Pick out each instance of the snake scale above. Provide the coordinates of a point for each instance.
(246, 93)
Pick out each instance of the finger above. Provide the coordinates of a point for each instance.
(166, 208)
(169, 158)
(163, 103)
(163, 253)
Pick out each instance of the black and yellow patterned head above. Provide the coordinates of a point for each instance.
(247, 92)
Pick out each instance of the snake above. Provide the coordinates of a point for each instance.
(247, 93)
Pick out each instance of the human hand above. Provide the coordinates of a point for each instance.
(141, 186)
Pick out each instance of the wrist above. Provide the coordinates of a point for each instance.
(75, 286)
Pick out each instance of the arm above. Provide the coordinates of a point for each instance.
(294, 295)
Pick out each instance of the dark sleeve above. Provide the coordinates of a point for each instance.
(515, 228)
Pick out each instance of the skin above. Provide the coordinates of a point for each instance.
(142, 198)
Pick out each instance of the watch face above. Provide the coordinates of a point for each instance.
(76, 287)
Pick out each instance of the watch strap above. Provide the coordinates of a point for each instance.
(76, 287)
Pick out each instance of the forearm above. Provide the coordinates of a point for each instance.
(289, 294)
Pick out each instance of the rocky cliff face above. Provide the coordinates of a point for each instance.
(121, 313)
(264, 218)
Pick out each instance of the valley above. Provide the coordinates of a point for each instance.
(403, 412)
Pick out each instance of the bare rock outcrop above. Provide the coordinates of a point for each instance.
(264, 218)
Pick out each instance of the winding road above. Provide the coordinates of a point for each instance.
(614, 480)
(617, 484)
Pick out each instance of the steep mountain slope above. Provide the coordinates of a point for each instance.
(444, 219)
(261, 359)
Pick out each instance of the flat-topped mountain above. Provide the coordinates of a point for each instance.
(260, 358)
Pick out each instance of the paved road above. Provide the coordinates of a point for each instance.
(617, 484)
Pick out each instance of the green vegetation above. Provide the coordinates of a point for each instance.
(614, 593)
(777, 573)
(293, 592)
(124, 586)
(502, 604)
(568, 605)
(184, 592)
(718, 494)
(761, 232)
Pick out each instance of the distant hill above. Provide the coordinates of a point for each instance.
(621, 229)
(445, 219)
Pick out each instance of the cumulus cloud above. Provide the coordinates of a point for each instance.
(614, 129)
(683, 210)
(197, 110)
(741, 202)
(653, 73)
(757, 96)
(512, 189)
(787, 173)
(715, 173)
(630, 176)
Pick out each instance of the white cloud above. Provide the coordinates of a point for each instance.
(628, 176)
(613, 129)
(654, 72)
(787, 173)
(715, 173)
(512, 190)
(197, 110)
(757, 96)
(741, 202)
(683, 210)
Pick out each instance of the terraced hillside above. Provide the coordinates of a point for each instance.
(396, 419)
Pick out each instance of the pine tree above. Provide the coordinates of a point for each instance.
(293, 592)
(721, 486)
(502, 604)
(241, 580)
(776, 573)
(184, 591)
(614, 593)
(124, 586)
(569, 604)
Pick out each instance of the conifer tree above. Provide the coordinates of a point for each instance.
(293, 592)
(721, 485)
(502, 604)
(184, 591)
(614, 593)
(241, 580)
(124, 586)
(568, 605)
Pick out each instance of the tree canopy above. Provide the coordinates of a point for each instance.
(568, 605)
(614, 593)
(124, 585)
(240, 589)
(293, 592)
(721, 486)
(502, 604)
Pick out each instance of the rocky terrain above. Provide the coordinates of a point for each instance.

※ ※ ※

### INSTRUCTIONS TO FOLLOW
Word for word, reproduce every record shown above.

### SOLUTION FOR THIS TASK
Pick out each instance of the snake scale above. Provide the coordinates of a point for each instance.
(246, 93)
Pick out each instance of the finger above. Provide the coordinates of a point for each instance.
(166, 208)
(169, 158)
(163, 103)
(163, 253)
Pick out each instance of the black and yellow patterned head above. Provide the coordinates of a point for each instance.
(247, 92)
Pick out each instance of the snake above. Provide the coordinates of a point for each instance.
(247, 93)
Pick out each instance of the human hand above. Provide the coordinates of a point for each instance.
(141, 186)
Pick out each instance of the wrist above. Provide the coordinates of a point for each instance.
(75, 286)
Pick out each instance of the arm above. Provide the coordinates of a point for each instance.
(294, 295)
Pick out each instance of the dark sleeve above. Provide the coordinates of a point for each instance.
(515, 228)
Pick out each instance of the skin above. Provide the coordinates of a point for each instance.
(142, 198)
Pick out each instance of the watch face above. Provide the coordinates of a point for each instance.
(76, 287)
Pick out each instance of the watch strap above. Provide the coordinates of a point for each instance.
(76, 287)
Pick out each instance of the forearm above. Provide the coordinates of a point for each instance.
(289, 294)
Pick out each instance of the rocky cliff face above. Provide the coordinates of a point for each instance.
(121, 313)
(264, 218)
Pick out each instance of the valley above. Provide the coordinates of a point for each instance.
(403, 412)
Pick out each instance of the bare rock outcrop above. Provide the coordinates of a point for each instance.
(264, 218)
Pick out each instance of the winding road above. Provide the coordinates of a point for each instance.
(614, 480)
(617, 484)
Pick out each instance of the steep mountain slope above. Provide the coordinates of a point for each instance.
(444, 219)
(261, 359)
Pick out each instance of the flat-topped mountain above. Provide the coordinates of a point for each instance.
(260, 358)
Pick out each instance of the paved road above. Provide the coordinates of a point for each instance.
(617, 484)
Pick out each instance of the green vegetation above. Provide the coordinates of a point for each instance.
(614, 593)
(777, 573)
(293, 592)
(124, 586)
(502, 604)
(568, 605)
(184, 592)
(718, 494)
(761, 232)
Pick out each instance of the distant hill above. Provide the coordinates of a point for each instance.
(621, 229)
(445, 219)
Pick out each instance of the cumulus cloud above. Provide the coordinates of a point for each instance.
(614, 129)
(683, 210)
(197, 110)
(741, 202)
(653, 73)
(757, 96)
(512, 189)
(787, 173)
(715, 173)
(630, 176)
Pick out each instance of the white cloud above. Provide the coordinates of a point for each instance.
(628, 176)
(613, 129)
(654, 72)
(787, 173)
(715, 173)
(512, 190)
(197, 110)
(757, 96)
(741, 202)
(683, 210)
Pick out each instance of the terraced hillside above. Provide the coordinates of a point for each instance.
(396, 419)
Pick out each instance of the pine tree above. Provide the coordinates of a point for each instance.
(293, 592)
(721, 486)
(502, 604)
(241, 580)
(776, 573)
(184, 591)
(614, 593)
(124, 586)
(569, 604)
Pick out each instance of the conifer tree above. Provide the coordinates of a point for each instance.
(293, 592)
(721, 485)
(502, 604)
(184, 591)
(614, 593)
(241, 580)
(124, 586)
(568, 605)
Pick out each instance of the tree canopy above. Provide the coordinates of a point for each instance.
(568, 605)
(614, 593)
(124, 585)
(240, 589)
(293, 592)
(721, 486)
(502, 604)
Pick out each instance of the rocky terrain above. Provide the coordinates of a point for each instance.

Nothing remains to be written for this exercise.